╭─ Available records

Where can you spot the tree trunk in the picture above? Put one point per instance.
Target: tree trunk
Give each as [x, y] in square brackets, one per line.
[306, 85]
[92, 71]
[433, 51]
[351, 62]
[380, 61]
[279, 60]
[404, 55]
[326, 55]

╰─

What to work on: Retype each of the records above verbatim, line by line, without altering any character.

Worked solution:
Where can you spot the tree trunk in the picture above? Put one point per instance.
Target: tree trunk
Give each as [x, y] in square brackets, one per line.
[306, 85]
[92, 71]
[433, 51]
[351, 62]
[380, 61]
[279, 60]
[404, 55]
[326, 55]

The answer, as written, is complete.